DIRECTIONS ▸
a) According to the interview introduction, about how many beds does each of the four regional hospitals have?
b) Write out the interview introduction from "Email: arantzazu.arrospideelgarresta@osakidetza.net" to "think about Biostatistics.".
c) Name every university, department, research unit, and network mentioned in the interview introduction.

EXCERPT PROVIDED ▸
========================

Interview with…..

  Arantzazu Arrospide


 Arantzazu Arrospide Elgarresta studied mathematics in the University of the Basque Country (UPV/EHU) and works as a biostatistician in the Research Unit of Integrated Health Organisations in Gipuzkoa. This research unit gives support to four regional hospitals (about 100 beds each one) and all the public Primary Care Health Services in Gipuzkoa.

Email: arantzazu.arrospideelgarresta@osakidetza.net


Irantzu Barrio

fotoIrantzu  Acting teacher at the Department of Applied  Mathematics, Statistics and Operational Research of the    University of the Basque Country (UPV/EHU)

 Email: irantzu.barrio@ehu.es


Both young biostatisticians are currently working on several ongoing research projects. They belong to the Health Services Research on Chronic Patients Network (REDISSEC) – among others  biostatisticians – and tell us what they think about Biostatistics.

1.    Why do you like Biostatistics?

========================

(Saved entries)
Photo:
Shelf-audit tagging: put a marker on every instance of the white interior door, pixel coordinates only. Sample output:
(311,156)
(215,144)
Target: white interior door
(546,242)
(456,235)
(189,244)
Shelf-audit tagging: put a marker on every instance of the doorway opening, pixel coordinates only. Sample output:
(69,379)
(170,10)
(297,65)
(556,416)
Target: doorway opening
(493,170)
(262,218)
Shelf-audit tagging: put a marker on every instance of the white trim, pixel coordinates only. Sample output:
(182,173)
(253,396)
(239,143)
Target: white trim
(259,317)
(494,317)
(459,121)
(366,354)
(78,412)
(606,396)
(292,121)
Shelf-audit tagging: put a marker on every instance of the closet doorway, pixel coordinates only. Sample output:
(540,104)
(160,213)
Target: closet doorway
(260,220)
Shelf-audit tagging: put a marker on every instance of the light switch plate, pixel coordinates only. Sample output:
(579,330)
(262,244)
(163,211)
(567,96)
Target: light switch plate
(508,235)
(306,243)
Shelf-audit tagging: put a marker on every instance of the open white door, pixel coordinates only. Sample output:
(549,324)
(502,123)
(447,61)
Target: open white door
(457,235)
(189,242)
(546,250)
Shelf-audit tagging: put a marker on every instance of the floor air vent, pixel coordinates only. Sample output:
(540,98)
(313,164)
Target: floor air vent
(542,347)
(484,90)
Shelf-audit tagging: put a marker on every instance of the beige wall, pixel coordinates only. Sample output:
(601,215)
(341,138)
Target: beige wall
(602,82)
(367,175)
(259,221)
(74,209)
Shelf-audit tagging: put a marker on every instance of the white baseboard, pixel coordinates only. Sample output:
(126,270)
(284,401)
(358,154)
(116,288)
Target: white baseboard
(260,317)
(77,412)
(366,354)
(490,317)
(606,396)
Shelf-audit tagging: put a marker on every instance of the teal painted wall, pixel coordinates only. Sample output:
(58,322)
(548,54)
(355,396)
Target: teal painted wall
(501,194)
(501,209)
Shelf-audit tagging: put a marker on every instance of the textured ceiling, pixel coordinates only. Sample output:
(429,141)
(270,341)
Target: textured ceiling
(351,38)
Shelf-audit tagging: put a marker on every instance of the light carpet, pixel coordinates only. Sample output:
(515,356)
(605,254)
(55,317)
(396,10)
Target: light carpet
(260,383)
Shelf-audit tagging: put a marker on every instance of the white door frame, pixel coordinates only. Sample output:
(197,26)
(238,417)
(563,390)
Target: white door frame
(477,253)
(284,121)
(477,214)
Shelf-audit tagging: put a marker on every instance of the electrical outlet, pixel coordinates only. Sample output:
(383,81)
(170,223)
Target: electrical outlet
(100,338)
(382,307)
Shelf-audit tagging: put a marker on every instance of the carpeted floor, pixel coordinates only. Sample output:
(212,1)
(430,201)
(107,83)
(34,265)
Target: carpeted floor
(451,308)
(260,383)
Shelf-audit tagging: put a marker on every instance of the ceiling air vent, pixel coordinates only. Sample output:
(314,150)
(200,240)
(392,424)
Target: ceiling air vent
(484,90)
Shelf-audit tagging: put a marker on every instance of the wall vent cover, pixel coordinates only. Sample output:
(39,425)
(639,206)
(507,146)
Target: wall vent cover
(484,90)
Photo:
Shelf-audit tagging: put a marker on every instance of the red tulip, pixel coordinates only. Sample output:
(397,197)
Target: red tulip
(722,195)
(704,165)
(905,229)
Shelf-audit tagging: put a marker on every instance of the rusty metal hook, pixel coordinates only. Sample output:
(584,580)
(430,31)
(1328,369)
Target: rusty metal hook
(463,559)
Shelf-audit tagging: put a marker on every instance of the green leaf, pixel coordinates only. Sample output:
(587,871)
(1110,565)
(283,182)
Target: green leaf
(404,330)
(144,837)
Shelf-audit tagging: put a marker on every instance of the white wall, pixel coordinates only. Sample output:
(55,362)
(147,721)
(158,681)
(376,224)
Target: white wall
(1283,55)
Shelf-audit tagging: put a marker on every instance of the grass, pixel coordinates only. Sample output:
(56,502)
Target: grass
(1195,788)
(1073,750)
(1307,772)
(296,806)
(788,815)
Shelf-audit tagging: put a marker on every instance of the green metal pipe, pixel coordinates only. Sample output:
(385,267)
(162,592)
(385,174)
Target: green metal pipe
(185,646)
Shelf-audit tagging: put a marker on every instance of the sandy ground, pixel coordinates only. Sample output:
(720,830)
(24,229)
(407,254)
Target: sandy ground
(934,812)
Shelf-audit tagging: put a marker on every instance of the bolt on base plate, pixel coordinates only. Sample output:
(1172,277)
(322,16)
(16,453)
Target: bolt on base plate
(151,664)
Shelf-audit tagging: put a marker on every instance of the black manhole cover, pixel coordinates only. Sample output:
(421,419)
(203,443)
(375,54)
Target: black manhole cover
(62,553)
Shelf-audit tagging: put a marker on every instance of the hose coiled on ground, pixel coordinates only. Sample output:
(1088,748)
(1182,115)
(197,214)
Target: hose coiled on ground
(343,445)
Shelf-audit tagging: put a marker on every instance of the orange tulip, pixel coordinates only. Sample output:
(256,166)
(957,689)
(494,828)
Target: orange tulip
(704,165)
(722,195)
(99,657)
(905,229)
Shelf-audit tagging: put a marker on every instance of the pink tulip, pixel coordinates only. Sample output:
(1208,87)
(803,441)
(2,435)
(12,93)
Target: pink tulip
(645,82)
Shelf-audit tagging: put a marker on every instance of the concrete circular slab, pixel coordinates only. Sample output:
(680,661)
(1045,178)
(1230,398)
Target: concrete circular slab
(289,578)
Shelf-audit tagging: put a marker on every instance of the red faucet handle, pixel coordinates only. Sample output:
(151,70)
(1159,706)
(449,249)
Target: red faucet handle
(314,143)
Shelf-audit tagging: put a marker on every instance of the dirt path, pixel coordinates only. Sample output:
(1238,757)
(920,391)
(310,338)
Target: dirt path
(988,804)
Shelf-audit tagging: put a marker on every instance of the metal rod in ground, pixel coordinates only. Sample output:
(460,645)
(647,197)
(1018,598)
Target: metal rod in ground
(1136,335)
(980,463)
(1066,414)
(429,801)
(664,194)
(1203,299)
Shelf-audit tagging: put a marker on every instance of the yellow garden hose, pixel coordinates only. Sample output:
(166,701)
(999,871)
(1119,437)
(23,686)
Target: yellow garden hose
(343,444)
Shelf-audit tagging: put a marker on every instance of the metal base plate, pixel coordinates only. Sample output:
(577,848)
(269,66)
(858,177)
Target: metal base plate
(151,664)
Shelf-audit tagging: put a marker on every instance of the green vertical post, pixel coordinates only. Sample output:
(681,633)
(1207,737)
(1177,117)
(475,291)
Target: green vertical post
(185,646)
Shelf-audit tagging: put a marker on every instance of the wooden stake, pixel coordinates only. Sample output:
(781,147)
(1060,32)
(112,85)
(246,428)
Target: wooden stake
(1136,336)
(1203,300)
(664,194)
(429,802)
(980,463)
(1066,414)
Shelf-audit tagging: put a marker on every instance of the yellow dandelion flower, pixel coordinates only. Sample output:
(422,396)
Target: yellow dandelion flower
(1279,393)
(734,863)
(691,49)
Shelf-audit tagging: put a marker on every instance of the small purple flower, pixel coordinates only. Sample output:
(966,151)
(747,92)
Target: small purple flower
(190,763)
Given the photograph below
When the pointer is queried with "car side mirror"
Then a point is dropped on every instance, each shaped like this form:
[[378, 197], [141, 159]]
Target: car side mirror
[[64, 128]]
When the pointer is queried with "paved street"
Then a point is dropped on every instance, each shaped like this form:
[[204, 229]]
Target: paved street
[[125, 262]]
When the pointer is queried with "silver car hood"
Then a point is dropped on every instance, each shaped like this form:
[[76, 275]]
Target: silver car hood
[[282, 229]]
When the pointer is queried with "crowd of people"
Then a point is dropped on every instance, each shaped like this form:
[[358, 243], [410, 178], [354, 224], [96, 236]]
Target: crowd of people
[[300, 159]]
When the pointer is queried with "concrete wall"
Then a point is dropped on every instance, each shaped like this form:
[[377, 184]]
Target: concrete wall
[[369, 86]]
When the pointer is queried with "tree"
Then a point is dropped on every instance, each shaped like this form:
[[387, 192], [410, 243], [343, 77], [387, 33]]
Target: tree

========================

ANSWERS FOR THIS EXERCISE ▸
a) About 100 beds each.

b)
Email: arantzazu.arrospideelgarresta@osakidetza.net


Irantzu Barrio

fotoIrantzu  Acting teacher at the Department of Applied  Mathematics, Statistics and Operational Research of the    University of the Basque Country (UPV/EHU)

 Email: irantzu.barrio@ehu.es


Both young biostatisticians are currently working on several ongoing research projects. They belong to the Health Services Research on Chronic Patients Network (REDISSEC) – among others  biostatisticians – and tell us what they think about Biostatistics.

c)
- University of the Basque Country (UPV/EHU)
- Research Unit of Integrated Health Organisations in Gipuzkoa
- Department of Applied Mathematics, Statistics and Operational Research
- Health Services Research on Chronic Patients Network (REDISSEC)